==== 本文

猫の毛は人間や犬の毛よりも細く本体の色々な場所に入り込むため、丸ごと水洗いをできるバリカンを選ぶことで毛詰まりを防ぎ清潔を保つことができます。
バリカンには毛やはがれた皮膚、ゴミなどが付着します。その汚れを放置すると雑菌が繁殖し、次に使用する際に皮膚に悪影響を与えます。猫の皮膚は薄くて敏感のため配慮が必要です。
また替え刃のあるバリカンなら刃を交換することでより長く使用することができます。本体そのものを買い替えるよりも経済的です。
猫の毛は柔らかくて刃が入りづらいので、常に切れ味の良い刃を使用することが大切です。刃を交換できないタイプのバリカンだと刃の寿命を忘れがちになり、バリカンまけの原因に繋がることもあり危険です。
愛猫の毛をバリカンで刈るやり方
セルフカットを行うことの多い手足、お尻、お腹をバリカンで刈る際のポイントを紹介します。
手足
肉球をおさえてはみ出した毛をカットします。バリカンなら肉球を傷つけることなくカットすることができます。
お尻
尻尾を優しく持ち上げて、バリカンを下から上にゆっくりと動かします。その際、バリカンは体に平行に当てて少しだけ角度をつけます。縦にカットし終わった後に、左右の毛をカットします。
お腹
お腹の毛のカットに特にコツはありませんが、お尻同様にバリカンを体に平行に当てて少しだけ角度をつけてカットします。素早く行ってあげることが肝心です。

========
==== 記録一覧

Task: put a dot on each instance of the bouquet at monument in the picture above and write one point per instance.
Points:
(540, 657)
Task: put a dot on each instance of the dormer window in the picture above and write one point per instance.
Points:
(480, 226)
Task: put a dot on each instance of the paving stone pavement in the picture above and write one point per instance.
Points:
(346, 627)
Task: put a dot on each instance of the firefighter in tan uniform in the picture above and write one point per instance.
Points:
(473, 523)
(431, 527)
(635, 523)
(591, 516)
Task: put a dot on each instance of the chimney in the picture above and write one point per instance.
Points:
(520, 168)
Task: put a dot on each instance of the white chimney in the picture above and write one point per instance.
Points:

========
==== 記録一覧

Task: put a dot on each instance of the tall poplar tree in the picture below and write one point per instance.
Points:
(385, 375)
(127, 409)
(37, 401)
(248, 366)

========

_課題_
猫用バリカンについての本文を、一字も変えずに全文書き写してください。

_完成例_
猫の毛は人間や犬の毛よりも細く本体の色々な場所に入り込むため、丸ごと水洗いをできるバリカンを選ぶことで毛詰まりを防ぎ清潔を保つことができます。
バリカンには毛やはがれた皮膚、ゴミなどが付着します。その汚れを放置すると雑菌が繁殖し、次に使用する際に皮膚に悪影響を与えます。猫の皮膚は薄くて敏感のため配慮が必要です。
また替え刃のあるバリカンなら刃を交換することでより長く使用することができます。本体そのものを買い替えるよりも経済的です。
猫の毛は柔らかくて刃が入りづらいので、常に切れ味の良い刃を使用することが大切です。刃を交換できないタイプのバリカンだと刃の寿命を忘れがちになり、バリカンまけの原因に繋がることもあり危険です。
愛猫の毛をバリカンで刈るやり方
セルフカットを行うことの多い手足、お尻、お腹をバリカンで刈る際のポイントを紹介します。
手足
肉球をおさえてはみ出した毛をカットします。バリカンなら肉球を傷つけることなくカットすることができます。
お尻
尻尾を優しく持ち上げて、バリカンを下から上にゆっくりと動かします。その際、バリカンは体に平行に当てて少しだけ角度をつけます。縦にカットし終わった後に、左右の毛をカットします。
お腹
お腹の毛のカットに特にコツはありませんが、お尻同様にバリカンを体に平行に当てて少しだけ角度をつけてカットします。素早く行ってあげることが肝心です。